Other Functions in Human Health
Previous studies have consistently reported that milk-derived EVs display beneficial biological activity in immune and intestinal health, as well as in various other conditions. Milk is a nutritionally rich source of calcium and protein that is known to support bone health (Pirilä et al., 2011; Uenishi et al., 2007). Several studies reported on the effect of EVs derived from milk on bone health. Milk EVs promote osteoblastogenesis, increase the number of osteocytes, and have been shown to increase bone mineral density (Oliveira et al., 2016; Oliveira et al., 2017; Oliveira et al., 2020; Yun et al., 2020). They exert beneficial effect on reproduction (Sadri et al., 2020), cardiac fibrosis (Zhang et al., 2021), arthritis (Arntz et al., 2015), cancer (Fonseka et al., 2021; Samuel et al., 2021), melanogenesis (Bae and Kim, 2021), and scar-free wound healing (Ahn et al., 2021). Milk EVs have been reported to exhibit biological effects in various case, but precise mechanistic studies and human trials are essential to define a strategy to leverage milk EVs as therapeutics.

=== What this exercise asks ===
[A] In the passage on milk-derived EVs, why are precise mechanistic studies and human trials said to be essential? Answer in one to three sentences.
[B] Which study does the passage on milk-derived EVs cite for their effect on cardiac fibrosis?
[C] Summarize the passage on milk-derived EVs in two sentences.
The stored lines play no part in this work.

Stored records

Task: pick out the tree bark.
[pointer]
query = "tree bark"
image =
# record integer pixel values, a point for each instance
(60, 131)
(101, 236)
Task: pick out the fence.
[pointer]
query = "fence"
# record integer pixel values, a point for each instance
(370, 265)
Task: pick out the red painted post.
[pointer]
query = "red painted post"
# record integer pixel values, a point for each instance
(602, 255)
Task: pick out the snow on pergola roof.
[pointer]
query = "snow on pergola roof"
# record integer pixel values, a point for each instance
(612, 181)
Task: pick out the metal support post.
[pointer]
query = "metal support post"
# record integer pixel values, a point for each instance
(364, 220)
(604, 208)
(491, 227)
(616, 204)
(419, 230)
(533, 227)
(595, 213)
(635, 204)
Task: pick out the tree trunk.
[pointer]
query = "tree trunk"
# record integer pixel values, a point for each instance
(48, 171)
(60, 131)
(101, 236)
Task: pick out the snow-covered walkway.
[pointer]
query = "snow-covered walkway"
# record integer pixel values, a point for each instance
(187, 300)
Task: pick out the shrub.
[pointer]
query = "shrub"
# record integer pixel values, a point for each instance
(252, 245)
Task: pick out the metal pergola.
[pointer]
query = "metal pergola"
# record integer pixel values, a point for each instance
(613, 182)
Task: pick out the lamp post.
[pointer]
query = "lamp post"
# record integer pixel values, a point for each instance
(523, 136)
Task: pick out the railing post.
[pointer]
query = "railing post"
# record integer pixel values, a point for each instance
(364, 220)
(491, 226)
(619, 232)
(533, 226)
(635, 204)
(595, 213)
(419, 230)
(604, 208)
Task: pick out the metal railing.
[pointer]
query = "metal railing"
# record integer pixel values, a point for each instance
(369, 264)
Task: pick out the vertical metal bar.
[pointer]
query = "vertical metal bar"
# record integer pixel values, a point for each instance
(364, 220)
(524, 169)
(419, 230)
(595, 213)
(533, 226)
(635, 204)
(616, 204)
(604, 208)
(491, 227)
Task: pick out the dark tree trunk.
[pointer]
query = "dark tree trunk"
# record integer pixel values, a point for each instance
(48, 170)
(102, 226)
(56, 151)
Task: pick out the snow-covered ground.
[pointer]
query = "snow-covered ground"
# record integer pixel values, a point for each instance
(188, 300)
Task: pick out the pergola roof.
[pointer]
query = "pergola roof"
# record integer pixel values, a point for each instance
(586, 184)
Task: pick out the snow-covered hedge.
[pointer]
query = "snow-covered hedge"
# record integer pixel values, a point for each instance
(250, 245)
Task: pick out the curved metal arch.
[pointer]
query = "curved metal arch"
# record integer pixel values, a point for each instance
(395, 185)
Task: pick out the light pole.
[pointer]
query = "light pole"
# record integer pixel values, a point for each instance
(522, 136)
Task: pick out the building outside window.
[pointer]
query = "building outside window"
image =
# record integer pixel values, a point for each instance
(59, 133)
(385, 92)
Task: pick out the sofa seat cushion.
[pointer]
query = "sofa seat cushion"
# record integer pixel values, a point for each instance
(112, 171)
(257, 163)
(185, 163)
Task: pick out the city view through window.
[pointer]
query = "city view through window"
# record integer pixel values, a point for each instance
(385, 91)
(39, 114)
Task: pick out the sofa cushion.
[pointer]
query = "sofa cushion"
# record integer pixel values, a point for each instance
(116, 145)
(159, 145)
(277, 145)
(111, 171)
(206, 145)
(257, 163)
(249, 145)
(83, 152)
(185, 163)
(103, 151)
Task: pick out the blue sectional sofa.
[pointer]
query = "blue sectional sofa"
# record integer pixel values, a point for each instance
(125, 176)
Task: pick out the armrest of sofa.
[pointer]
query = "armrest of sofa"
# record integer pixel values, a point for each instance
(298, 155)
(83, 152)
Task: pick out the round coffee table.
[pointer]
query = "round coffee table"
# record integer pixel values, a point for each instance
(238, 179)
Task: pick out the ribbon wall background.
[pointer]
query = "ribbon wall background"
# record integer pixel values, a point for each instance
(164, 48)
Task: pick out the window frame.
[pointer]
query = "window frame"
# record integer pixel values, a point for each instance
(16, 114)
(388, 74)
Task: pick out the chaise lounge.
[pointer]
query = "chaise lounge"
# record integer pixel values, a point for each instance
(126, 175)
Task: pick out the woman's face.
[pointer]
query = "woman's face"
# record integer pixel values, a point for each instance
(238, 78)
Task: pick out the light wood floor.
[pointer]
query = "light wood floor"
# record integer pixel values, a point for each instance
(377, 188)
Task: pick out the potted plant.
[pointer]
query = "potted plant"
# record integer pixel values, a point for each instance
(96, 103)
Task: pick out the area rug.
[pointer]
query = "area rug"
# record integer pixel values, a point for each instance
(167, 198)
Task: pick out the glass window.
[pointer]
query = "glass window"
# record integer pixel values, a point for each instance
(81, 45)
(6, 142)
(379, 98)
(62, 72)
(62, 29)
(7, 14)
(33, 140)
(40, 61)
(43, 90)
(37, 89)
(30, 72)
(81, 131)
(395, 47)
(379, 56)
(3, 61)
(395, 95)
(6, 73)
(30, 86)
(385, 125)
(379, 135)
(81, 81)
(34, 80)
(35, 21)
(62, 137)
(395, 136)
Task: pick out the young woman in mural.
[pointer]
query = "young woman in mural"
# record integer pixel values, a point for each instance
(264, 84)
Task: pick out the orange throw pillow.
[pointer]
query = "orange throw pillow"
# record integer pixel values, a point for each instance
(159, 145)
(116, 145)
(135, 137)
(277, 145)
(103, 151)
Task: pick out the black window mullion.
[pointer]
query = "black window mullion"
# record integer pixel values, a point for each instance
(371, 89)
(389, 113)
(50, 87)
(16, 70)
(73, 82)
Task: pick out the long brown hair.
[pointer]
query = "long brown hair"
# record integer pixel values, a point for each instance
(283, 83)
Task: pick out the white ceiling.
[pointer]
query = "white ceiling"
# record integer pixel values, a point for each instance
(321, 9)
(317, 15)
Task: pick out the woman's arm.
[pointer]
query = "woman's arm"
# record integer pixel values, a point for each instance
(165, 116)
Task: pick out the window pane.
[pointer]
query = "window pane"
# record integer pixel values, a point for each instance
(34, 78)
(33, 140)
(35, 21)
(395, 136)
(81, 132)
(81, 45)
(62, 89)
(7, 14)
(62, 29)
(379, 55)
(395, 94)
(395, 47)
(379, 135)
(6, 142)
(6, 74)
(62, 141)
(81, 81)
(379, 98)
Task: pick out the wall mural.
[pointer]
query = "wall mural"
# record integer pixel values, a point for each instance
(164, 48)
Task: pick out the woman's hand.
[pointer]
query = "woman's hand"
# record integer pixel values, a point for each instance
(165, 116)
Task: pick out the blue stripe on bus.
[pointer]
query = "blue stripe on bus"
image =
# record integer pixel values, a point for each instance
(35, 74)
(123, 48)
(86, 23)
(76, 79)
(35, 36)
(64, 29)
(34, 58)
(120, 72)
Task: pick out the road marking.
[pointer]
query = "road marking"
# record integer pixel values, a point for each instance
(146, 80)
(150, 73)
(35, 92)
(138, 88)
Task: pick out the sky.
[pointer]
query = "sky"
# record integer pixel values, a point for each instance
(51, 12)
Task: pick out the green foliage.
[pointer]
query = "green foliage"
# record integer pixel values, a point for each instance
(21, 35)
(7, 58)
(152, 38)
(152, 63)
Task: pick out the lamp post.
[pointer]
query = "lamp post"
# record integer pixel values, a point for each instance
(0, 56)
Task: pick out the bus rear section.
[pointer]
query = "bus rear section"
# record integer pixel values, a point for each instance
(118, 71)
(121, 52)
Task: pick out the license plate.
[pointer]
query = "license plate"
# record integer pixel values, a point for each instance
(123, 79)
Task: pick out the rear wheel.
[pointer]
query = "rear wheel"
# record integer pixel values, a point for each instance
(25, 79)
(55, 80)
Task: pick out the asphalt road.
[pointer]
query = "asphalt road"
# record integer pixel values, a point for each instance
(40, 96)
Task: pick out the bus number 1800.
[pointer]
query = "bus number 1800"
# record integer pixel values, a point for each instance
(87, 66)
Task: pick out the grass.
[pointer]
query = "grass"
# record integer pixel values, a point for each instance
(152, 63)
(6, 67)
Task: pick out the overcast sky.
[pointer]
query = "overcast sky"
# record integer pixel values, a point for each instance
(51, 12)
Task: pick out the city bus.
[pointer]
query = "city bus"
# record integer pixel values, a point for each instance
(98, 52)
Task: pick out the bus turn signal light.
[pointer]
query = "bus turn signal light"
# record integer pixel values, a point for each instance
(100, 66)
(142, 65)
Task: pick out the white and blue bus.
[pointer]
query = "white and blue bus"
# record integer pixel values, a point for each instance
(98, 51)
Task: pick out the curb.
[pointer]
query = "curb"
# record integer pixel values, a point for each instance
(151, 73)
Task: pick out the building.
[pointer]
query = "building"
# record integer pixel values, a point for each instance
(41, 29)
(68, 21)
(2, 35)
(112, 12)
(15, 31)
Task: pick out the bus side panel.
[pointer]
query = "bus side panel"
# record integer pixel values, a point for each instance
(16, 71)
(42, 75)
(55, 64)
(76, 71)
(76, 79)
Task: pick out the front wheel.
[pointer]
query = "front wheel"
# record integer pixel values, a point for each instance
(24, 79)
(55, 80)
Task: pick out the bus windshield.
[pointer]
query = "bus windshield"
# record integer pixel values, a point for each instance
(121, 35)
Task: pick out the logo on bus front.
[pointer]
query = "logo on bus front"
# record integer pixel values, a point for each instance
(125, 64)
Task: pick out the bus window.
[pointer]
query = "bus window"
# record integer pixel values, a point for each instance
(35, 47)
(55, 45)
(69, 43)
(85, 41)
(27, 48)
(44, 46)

=== Exercise responses ===
[A] Milk EVs have shown biological effects in various cases. Mechanistic studies and human trials are needed to define a strategy for using them as therapeutics.

[B] Zhang et al., 2021.

[C] Milk-derived EVs have shown beneficial activity in immune and intestinal health, and they support bone health by promoting osteoblastogenesis, increasing osteocytes, and raising bone mineral density. They also benefit reproduction, cardiac fibrosis, arthritis, cancer, melanogenesis, and scar-free wound healing, but mechanistic studies and human trials are needed before they can be used as therapeutics.